Passage to read —
-------------------------

How to advocate for immigration reform

Now that a proposal for comprehensive immigration reform has been introduced in the U.S. Senate, pressure must be applied for the proposal to be improved and passed. In my column This week's "Consulta Migratoria" published online by several impreMedia publications including LaOpinió, explains how to do it.

Here is my column:

Last week I was in Washington, D.C. participating in the rally in support of comprehensive immigration reform, which was attended by an estimated 100,000 people. It was heartening to see the enthusiasm and collaboration of all the people who gathered in the nation's capital. During the hours that I participated in the demonstration, I spoke with many people. Some were undocumented and some were citizens, but they all wanted the same thing: to advocate for a change in immigration laws that would allow, among other things, the legalization of 11 million people living illegally in the United States.

The demonstration was peaceful and that was a very positive thing, because it is important to raise our voices to advocate for reform without putting ourselves at risk of arrest and possible deportation.

One of the most effective ways of lobbying for reform is to write, call, or visit your federal representatives. It is important to flood them with letters and calls from permanent residents and U.S. citizens asking them to support a comprehensive immigration reform bill.

When writing a letter or making a phone call, it is important to be polite, identify the legislation for which you are contacting your representative and explain why you believe it is necessary. If you decide to visit your representative in person, make an appointment. Be punctual, courteous and patient. Be as brief and concise as possible when presenting your arguments for reform. Above all, be prepared to provide information to support your point of view.

Members of Congress are elected to represent you, so they should hear what you think about any legislation and how legislators are doing their jobs. Contacting House and Senate leaders before an important vote can be a good strategy for influencing our representatives.

To contact members of the congress, you can search for the name, phone and e-mail address on the following website:

The more people who communicate with their representatives, the better. That is why every family member, employer and friend who is a U.S. citizen should be encouraged to join our efforts and call their representatives in Congress to ask them to support immigration reform.

-------------------------

Recorded data —
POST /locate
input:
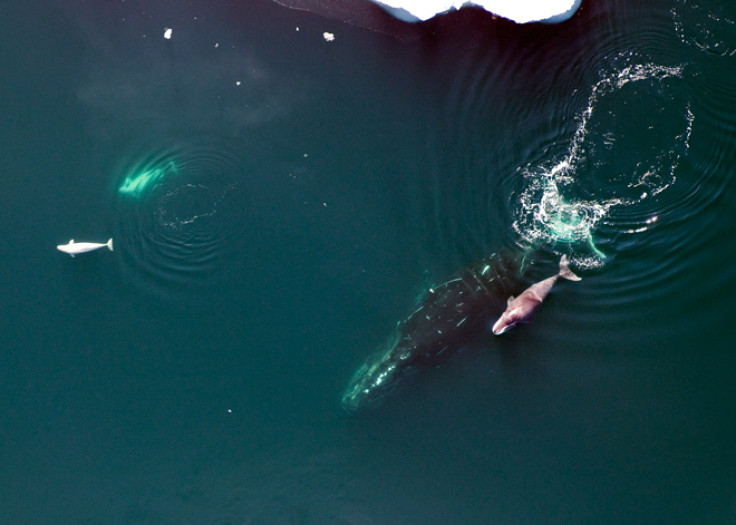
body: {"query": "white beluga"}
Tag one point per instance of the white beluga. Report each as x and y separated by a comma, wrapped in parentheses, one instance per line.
(73, 248)
(521, 308)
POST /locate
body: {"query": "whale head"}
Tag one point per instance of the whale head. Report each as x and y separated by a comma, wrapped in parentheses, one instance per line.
(375, 380)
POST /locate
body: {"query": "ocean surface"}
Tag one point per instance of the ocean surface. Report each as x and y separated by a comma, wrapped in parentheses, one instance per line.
(280, 199)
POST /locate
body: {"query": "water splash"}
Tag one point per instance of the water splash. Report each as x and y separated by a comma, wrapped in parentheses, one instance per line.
(612, 168)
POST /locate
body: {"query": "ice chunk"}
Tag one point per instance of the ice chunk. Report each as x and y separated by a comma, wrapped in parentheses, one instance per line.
(520, 11)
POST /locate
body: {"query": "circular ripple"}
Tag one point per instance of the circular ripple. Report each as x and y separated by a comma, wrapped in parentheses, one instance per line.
(178, 213)
(621, 164)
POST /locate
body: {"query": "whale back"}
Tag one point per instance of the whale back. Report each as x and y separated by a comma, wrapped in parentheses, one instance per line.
(447, 317)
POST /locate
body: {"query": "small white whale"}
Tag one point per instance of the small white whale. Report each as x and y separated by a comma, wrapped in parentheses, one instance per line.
(520, 309)
(73, 248)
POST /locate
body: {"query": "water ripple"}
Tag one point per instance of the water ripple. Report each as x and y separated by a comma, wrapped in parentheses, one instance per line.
(177, 218)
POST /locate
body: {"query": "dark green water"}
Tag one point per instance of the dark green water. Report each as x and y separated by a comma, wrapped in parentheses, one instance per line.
(308, 192)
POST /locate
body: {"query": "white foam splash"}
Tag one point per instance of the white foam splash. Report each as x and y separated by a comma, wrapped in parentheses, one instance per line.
(552, 211)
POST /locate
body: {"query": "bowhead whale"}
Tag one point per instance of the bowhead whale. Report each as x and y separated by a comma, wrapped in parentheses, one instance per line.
(449, 316)
(520, 309)
(73, 248)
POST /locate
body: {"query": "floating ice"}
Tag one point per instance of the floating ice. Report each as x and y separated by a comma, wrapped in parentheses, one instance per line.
(520, 11)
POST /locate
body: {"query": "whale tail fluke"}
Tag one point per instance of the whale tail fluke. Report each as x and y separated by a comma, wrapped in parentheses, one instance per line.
(566, 272)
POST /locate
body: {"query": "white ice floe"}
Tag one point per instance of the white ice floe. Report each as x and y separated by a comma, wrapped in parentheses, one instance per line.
(520, 11)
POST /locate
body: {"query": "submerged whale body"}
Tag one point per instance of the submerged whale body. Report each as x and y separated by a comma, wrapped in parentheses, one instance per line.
(75, 248)
(449, 316)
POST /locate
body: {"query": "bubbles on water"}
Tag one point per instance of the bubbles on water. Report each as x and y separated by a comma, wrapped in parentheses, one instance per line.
(709, 28)
(176, 221)
(622, 156)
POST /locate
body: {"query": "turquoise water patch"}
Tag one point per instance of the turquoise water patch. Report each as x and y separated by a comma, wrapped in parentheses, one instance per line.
(140, 179)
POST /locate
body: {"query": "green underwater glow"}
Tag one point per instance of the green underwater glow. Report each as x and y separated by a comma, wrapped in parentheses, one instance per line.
(135, 183)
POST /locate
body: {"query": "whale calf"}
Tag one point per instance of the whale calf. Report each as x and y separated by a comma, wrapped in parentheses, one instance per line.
(521, 308)
(73, 248)
(449, 316)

-------------------------

Task details — Rewrite the immigration reform column, starting with "The demonstration was" and going on through "and possible deportation.", with "demonstration" changed to "march".

Finished task —
The march was peaceful and that was a very positive thing, because it is important to raise our voices to advocate for reform without putting ourselves at risk of arrest and possible deportation.